◆ **Set task**
Reproduce exactly the lines from the line containing "the turtle and" through the end of the records below, including both ends, and nothing else.

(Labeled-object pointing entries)
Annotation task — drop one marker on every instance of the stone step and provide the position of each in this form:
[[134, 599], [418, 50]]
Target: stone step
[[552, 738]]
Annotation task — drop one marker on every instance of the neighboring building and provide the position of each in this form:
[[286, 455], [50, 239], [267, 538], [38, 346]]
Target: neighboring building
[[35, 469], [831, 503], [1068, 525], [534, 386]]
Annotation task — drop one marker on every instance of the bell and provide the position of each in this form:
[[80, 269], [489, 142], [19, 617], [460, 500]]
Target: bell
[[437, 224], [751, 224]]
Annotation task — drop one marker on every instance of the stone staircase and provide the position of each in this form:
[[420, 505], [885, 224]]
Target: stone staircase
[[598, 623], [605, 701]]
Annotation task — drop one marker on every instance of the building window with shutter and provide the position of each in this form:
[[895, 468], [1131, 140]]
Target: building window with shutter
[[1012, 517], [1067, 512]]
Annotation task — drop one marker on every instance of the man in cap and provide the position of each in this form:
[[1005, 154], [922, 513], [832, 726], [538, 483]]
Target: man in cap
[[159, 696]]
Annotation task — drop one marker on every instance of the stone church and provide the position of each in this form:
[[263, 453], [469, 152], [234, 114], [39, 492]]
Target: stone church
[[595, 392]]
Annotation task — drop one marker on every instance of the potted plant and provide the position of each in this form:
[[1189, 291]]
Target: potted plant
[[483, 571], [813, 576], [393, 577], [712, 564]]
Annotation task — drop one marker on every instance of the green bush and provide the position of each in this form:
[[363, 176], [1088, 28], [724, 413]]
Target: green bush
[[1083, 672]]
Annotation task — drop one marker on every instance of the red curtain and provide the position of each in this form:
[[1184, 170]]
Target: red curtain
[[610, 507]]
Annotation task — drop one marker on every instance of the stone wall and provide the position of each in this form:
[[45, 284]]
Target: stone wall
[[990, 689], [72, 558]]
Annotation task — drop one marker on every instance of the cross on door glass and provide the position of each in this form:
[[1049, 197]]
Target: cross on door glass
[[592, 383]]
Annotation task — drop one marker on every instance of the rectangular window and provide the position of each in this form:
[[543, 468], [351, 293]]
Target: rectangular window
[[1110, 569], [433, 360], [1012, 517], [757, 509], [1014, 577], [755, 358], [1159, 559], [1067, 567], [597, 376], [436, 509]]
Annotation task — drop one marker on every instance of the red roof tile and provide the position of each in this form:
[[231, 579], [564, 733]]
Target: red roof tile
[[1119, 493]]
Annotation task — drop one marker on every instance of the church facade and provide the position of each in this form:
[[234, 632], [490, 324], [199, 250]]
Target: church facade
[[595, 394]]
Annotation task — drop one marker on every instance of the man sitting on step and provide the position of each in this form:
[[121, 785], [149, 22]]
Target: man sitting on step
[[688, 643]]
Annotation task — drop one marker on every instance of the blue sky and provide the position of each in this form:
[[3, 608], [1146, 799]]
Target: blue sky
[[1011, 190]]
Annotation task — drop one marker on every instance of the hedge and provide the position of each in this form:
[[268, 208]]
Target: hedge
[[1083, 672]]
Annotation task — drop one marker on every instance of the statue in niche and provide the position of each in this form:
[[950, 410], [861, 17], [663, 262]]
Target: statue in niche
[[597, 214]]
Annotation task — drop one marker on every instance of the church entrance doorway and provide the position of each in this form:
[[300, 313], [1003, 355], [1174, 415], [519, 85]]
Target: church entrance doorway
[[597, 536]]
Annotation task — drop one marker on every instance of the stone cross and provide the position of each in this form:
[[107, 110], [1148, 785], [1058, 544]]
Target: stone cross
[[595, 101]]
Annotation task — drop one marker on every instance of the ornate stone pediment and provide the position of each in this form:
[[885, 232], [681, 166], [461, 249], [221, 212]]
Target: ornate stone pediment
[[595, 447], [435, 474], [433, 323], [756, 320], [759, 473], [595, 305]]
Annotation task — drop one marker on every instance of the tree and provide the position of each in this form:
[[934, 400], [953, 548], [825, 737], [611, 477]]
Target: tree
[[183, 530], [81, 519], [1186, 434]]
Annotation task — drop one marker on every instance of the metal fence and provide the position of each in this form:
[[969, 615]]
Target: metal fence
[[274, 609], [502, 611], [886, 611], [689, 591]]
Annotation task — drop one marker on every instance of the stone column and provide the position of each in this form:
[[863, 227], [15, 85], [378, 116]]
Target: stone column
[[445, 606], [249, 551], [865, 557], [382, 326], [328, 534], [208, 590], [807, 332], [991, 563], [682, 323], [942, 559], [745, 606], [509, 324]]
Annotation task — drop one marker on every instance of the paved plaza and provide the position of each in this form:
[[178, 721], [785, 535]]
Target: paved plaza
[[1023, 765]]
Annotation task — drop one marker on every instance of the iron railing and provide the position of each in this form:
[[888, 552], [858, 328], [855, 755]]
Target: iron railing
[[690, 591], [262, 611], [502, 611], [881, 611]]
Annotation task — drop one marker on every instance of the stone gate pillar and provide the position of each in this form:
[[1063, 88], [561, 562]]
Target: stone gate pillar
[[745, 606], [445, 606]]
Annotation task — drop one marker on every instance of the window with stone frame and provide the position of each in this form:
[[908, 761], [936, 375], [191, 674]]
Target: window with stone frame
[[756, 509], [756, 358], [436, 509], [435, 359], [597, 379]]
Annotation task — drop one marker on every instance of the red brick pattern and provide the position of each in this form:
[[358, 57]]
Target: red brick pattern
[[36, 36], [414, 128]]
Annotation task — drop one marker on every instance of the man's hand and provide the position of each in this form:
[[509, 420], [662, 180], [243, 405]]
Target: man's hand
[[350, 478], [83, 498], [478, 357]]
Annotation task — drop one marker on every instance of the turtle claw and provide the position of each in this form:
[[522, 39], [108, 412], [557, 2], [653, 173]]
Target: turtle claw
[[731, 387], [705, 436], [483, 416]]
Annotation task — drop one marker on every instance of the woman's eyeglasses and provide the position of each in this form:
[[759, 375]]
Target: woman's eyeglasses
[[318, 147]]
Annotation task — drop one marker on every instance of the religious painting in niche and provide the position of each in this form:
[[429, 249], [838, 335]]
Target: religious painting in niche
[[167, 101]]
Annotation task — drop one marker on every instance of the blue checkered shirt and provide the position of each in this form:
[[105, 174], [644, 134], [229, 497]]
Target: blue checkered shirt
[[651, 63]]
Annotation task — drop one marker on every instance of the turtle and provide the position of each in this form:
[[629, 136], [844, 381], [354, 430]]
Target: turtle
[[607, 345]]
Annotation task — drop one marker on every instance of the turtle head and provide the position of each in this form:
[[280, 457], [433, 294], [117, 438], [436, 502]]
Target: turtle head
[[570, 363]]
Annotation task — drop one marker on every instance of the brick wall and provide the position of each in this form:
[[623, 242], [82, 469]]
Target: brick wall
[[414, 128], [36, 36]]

◆ **Finished exercise**
Annotation task — drop one marker on every instance of the turtle and provide the position of each in this form:
[[629, 136], [844, 381], [354, 430]]
Target: turtle
[[607, 345]]
Annotation task — drop one marker on every instance of the turtle head and provide the position of each in this form:
[[280, 457], [433, 294], [117, 438], [436, 502]]
Target: turtle head
[[570, 363]]
Annotation task — drop one marker on every instance of the brick wall and provide the position of each in this form:
[[623, 242], [82, 469]]
Target: brick wall
[[414, 128], [36, 36]]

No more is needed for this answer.